Studio album by Jordin Sparks
- Released: November 20, 2007
- Recorded: June–October 2007
- Studios: Battery Studios (New York, NY); Westlake Audio (Los Angeles, CA); The Underlab (Los Angeles, CA); Chalice Recording (Los Angeles, CA); Espionage Studios (Oslo, Norway); The Boat Studios (Los Angeles, CA); Rainbow Recording Studios (Omaha, NE); Sarm West Coast (Los Angeles, CA);
- Genres: Pop; R&B;
- Length: 49:08
- Labels: 19; Jive; Zomba;
- Producers: Klas Åhlund; Bloodshy & Avant; Cutfather; Espionage; Fernando Garibay; Jonas Jeberg; Emanuel Kiriakou; Stephen Lipson; Robbie Nevil; Stargate; The Underdogs;

Jordin Sparks chronology
| Jordin Sparks (EP) (2007) | Jordin Sparks (2007) | Battlefield (2009) |

Alternative cover
- Australian, European, and digital deluxe edition cover

Singles from Jordin Sparks
- "Tattoo" Released: August 27, 2007; "No Air" Released: February 11, 2008; "One Step at a Time" Released: June 10, 2008;

= Jordin Sparks (album) =

Jordin Sparks is the debut studio album by American singer Jordin Sparks. It was first released on November 20, 2007, by Jive. In the United States, it debuted at number ten on the Billboard 200 with sales of 119,000 copies in the first week. It contains four top twenty singles, with "Tattoo" reaching number eight on the US Billboard Hot 100, and "No Air" reaching number three. The album has sold over 3 million copies worldwide and is her best-selling album. Sparks supported the album with the As I Am Tour and Jesse & Jordin LIVE Tour. The album was certified Platinum for sales in excess of 1,000,000 by the RIAA in the US on December 12, 2008.

_Source data_
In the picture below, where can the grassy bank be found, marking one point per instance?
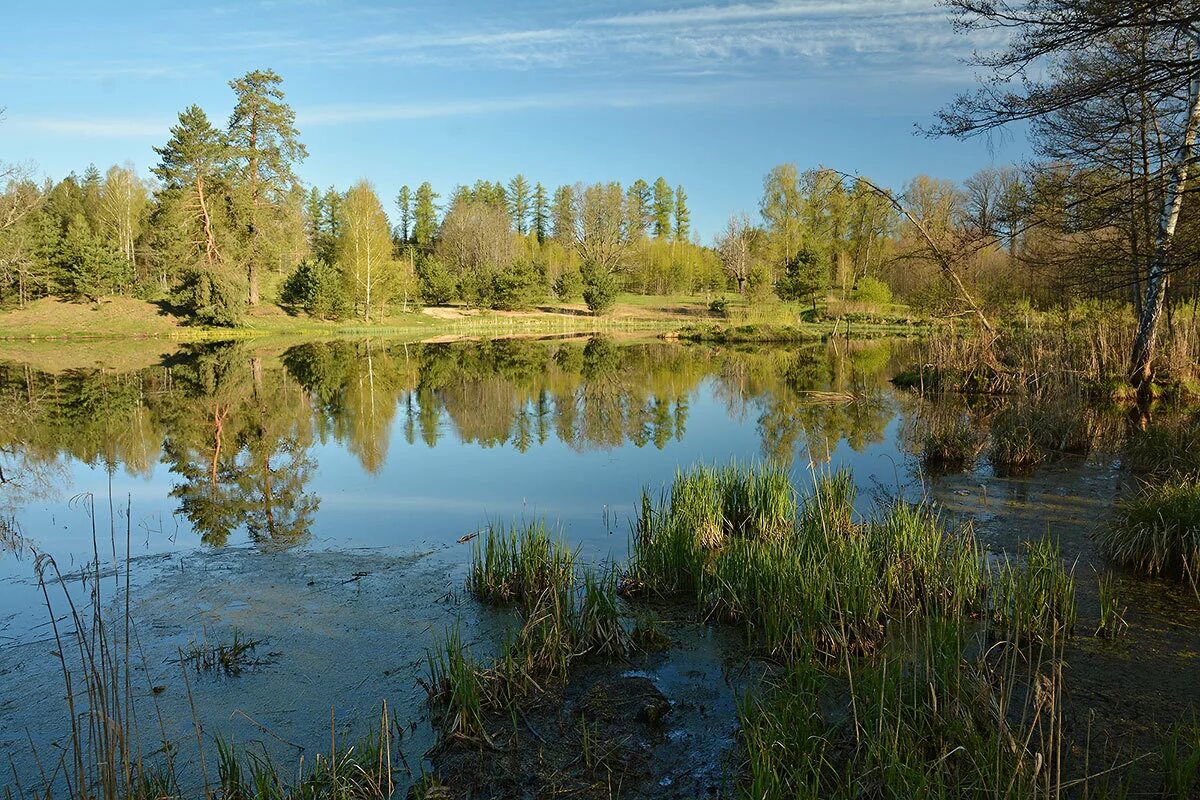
(126, 318)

_Required task_
Copy out everything in the Jordin Sparks album text from "Jordin Sparks is" down to "December 12, 2008.", word for word.

_Output for this exercise_
Jordin Sparks is the debut studio album by American singer Jordin Sparks. It was first released on November 20, 2007, by Jive. In the United States, it debuted at number ten on the Billboard 200 with sales of 119,000 copies in the first week. It contains four top twenty singles, with "Tattoo" reaching number eight on the US Billboard Hot 100, and "No Air" reaching number three. The album has sold over 3 million copies worldwide and is her best-selling album. Sparks supported the album with the As I Am Tour and Jesse & Jordin LIVE Tour. The album was certified Platinum for sales in excess of 1,000,000 by the RIAA in the US on December 12, 2008.